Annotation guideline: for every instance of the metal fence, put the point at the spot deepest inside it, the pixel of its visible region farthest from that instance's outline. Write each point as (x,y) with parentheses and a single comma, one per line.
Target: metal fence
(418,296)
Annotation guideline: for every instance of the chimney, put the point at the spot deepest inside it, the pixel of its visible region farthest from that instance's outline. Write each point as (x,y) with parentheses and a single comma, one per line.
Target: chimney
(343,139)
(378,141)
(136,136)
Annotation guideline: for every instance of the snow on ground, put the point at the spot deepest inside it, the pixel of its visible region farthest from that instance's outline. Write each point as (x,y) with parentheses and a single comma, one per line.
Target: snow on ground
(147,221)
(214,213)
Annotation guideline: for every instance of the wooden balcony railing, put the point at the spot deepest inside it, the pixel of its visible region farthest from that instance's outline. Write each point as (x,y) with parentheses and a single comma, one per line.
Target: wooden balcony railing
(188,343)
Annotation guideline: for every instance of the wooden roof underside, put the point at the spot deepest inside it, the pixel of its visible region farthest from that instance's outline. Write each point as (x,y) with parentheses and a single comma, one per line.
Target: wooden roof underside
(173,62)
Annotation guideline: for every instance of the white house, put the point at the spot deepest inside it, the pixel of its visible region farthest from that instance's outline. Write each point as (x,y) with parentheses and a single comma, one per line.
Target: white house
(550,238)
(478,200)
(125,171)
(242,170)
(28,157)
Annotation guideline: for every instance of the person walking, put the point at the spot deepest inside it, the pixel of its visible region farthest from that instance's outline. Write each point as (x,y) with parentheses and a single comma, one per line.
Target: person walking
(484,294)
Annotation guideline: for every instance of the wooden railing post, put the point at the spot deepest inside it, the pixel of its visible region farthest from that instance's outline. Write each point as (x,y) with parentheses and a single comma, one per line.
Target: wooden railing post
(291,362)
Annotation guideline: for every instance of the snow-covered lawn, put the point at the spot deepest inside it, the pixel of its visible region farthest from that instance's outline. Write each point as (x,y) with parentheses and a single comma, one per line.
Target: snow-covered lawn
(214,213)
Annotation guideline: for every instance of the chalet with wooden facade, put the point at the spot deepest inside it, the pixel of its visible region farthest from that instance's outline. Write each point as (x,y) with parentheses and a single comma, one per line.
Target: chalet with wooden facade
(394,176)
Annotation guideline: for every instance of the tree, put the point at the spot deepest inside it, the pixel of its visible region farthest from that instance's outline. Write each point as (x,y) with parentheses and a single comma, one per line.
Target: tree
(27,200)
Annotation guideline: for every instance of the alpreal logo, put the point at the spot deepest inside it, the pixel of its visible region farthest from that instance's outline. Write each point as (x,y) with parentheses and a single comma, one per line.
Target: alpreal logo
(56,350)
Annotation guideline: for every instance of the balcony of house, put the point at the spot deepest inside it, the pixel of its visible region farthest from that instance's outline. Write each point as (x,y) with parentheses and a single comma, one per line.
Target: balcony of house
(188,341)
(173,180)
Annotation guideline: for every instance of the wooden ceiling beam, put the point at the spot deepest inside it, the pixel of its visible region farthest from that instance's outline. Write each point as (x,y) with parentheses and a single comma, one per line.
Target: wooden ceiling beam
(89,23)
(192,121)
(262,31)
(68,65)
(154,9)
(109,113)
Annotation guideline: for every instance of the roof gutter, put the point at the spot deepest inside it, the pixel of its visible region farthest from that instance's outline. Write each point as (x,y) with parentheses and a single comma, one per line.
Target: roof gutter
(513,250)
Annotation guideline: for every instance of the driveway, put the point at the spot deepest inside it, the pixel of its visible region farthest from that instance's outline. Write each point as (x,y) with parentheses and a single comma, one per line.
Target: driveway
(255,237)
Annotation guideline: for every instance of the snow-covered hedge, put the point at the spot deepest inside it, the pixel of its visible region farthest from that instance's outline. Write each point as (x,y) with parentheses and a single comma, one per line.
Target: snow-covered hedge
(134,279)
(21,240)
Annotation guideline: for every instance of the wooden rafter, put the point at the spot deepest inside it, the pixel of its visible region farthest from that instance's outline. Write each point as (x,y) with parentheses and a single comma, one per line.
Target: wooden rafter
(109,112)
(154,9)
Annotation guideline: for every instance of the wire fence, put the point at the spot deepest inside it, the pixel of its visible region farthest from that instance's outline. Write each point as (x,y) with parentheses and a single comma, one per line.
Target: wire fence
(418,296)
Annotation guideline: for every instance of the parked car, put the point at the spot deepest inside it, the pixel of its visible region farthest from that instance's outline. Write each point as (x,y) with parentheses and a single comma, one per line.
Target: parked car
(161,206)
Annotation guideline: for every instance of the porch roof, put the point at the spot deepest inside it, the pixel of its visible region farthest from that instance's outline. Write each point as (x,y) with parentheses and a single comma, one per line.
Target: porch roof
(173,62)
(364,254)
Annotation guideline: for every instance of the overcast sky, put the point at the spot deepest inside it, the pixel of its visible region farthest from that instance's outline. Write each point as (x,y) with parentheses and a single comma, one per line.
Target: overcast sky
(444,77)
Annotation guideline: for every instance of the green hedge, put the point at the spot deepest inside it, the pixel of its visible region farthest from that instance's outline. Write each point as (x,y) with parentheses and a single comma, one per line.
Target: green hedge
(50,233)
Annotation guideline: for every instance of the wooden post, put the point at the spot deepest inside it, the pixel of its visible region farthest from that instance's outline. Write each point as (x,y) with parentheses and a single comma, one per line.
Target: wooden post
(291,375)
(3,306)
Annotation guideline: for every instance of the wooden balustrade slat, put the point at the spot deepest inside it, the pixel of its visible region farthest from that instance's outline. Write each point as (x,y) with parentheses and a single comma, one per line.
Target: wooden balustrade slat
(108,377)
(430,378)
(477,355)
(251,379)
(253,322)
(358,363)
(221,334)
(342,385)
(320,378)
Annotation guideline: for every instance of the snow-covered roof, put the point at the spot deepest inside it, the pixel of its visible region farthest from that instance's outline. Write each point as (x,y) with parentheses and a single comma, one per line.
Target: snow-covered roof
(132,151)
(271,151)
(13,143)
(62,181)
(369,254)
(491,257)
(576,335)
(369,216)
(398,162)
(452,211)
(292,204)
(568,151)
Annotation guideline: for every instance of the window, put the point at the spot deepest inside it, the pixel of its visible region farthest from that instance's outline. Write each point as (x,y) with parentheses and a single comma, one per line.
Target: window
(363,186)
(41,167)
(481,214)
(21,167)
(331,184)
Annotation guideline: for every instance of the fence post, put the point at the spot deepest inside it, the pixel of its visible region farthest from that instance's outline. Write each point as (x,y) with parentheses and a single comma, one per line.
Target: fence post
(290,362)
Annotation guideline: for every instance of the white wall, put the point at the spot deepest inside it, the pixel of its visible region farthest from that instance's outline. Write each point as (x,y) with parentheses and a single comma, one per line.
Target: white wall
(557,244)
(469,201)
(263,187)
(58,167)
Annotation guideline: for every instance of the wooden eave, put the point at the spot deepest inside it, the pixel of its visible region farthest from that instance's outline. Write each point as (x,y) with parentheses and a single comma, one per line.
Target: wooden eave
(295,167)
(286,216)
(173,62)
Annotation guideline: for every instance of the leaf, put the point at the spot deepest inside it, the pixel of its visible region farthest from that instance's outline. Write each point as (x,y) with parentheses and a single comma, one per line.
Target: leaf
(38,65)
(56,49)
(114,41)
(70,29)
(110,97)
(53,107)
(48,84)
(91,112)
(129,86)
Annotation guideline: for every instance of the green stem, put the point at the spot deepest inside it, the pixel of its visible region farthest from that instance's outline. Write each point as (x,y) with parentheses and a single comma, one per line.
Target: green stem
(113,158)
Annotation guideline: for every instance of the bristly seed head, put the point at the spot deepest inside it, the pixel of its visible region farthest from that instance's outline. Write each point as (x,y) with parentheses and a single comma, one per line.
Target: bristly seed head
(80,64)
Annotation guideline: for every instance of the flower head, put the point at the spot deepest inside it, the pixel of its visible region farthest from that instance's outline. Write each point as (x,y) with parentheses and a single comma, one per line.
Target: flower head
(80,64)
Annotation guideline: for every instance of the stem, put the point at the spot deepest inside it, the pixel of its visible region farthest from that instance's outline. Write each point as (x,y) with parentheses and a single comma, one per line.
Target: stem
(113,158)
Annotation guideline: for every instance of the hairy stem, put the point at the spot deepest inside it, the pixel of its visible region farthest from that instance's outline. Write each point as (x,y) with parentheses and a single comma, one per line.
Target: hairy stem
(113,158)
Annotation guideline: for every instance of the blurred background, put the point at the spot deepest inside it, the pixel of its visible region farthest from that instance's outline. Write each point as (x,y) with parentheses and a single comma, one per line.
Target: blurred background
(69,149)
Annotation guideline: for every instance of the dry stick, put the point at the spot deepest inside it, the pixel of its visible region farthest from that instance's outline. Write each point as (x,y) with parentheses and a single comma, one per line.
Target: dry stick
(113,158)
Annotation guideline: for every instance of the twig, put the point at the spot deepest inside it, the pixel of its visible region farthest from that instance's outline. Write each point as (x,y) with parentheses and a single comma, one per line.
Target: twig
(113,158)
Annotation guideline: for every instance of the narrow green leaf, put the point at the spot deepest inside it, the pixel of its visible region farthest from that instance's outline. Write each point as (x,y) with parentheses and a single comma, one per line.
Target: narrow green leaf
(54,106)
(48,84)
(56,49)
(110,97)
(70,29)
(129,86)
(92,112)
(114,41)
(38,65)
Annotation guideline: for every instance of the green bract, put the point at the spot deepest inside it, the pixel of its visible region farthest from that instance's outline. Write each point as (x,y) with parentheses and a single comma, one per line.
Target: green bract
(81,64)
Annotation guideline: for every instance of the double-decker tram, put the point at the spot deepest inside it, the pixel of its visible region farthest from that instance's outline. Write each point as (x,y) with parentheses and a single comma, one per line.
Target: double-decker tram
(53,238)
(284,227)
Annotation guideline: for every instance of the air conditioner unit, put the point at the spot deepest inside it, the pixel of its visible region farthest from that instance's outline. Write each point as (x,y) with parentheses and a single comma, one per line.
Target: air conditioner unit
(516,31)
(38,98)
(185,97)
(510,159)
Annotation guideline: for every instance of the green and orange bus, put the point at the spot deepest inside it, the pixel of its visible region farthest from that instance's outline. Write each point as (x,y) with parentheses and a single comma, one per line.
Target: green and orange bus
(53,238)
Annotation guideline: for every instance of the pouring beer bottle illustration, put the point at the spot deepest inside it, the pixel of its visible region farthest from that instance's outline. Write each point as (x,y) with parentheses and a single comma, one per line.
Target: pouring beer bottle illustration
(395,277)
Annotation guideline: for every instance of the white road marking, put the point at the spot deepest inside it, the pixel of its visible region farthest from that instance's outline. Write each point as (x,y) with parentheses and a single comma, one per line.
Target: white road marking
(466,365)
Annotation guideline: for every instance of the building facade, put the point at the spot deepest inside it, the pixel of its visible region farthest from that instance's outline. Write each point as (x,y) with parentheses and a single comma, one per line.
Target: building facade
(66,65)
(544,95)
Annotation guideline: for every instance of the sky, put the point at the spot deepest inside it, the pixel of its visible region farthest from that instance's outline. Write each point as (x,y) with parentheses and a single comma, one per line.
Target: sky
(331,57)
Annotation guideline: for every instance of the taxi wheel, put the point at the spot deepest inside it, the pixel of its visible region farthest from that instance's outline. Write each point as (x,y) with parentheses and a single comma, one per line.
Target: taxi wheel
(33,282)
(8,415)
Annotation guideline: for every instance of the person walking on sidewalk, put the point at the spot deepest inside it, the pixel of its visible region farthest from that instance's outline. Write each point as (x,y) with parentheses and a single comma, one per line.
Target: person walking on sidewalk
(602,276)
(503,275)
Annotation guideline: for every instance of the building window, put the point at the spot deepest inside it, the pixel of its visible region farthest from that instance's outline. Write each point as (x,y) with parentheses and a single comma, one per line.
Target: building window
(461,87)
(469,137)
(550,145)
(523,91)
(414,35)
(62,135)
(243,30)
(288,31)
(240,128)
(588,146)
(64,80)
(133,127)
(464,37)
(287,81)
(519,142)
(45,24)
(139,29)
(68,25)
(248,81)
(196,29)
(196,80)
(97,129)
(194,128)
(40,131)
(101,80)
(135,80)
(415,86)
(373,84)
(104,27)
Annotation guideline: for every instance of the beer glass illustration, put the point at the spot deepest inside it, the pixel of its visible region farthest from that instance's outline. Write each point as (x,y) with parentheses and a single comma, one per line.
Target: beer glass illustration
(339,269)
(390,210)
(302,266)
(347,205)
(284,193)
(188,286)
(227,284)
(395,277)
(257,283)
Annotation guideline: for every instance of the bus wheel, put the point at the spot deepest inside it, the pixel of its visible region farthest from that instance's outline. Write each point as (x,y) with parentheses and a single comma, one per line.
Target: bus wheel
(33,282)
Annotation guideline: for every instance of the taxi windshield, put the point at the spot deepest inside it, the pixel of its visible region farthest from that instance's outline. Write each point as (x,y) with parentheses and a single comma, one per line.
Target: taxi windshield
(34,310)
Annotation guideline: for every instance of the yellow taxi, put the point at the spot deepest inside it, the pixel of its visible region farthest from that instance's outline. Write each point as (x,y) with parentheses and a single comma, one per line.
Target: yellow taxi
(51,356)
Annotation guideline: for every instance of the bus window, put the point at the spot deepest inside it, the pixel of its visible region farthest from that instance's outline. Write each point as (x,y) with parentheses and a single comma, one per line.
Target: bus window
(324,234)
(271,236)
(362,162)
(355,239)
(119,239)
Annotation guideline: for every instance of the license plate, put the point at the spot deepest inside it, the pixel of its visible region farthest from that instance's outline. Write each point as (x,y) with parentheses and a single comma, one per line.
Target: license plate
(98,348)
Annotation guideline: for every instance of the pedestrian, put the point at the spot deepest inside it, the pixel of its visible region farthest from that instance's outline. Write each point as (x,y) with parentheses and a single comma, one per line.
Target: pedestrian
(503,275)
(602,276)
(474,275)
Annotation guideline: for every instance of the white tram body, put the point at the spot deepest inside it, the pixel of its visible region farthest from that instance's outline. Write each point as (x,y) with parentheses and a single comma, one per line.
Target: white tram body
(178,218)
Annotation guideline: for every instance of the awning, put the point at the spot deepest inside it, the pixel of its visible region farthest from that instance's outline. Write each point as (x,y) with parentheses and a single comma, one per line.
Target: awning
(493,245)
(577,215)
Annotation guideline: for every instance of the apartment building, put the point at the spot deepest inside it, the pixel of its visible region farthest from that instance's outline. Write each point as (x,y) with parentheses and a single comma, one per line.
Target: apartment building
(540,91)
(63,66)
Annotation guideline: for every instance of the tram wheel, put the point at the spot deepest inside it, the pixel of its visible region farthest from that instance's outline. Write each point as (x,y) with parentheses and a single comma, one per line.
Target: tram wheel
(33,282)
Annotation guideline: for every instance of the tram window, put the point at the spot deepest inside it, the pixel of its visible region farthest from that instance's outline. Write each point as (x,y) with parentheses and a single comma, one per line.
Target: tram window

Request: The lines to reproduce run from the line containing "Annotation guideline: for every instance of the white tram" to the end of the listing; write them out exactly and add nothing.

Full output:
Annotation guideline: for every instance of the white tram body, put the point at the spot deepest inside it, the pixel of its visible region farthest from that instance's outline. Write each point as (x,y) with parentheses and a single comma, one per line.
Target: white tram body
(178,218)
Annotation guideline: for every instance of the awning, put the point at the spot deepest inside it, the pixel of its visible region farthest from that instance's outline. Write each point as (x,y) with parentheses and a single comma, one per line.
Target: awning
(493,245)
(577,215)
Annotation guideline: for every instance of the apartment building, put the point at the spot deepest inside it, the pixel of its visible region farthest from that instance's outline. Write each point as (x,y) with parentheses and a single comma, one per line.
Target: apartment building
(540,91)
(63,66)
Annotation guideline: for every instance of the tram wheel, put the point at the spot deepest inside it, the pixel of its visible region farthest from that instance's outline. Write each point as (x,y) with parentheses and a single comma, one per line.
Target: tram wheel
(33,282)
Annotation guideline: for every instance of the tram window, put the point at the spot deepest inside it, the pixel of its visible region farthest from that instance's outline. Write each point as (x,y) with parentheses and a single comma, one per line.
Target: tram window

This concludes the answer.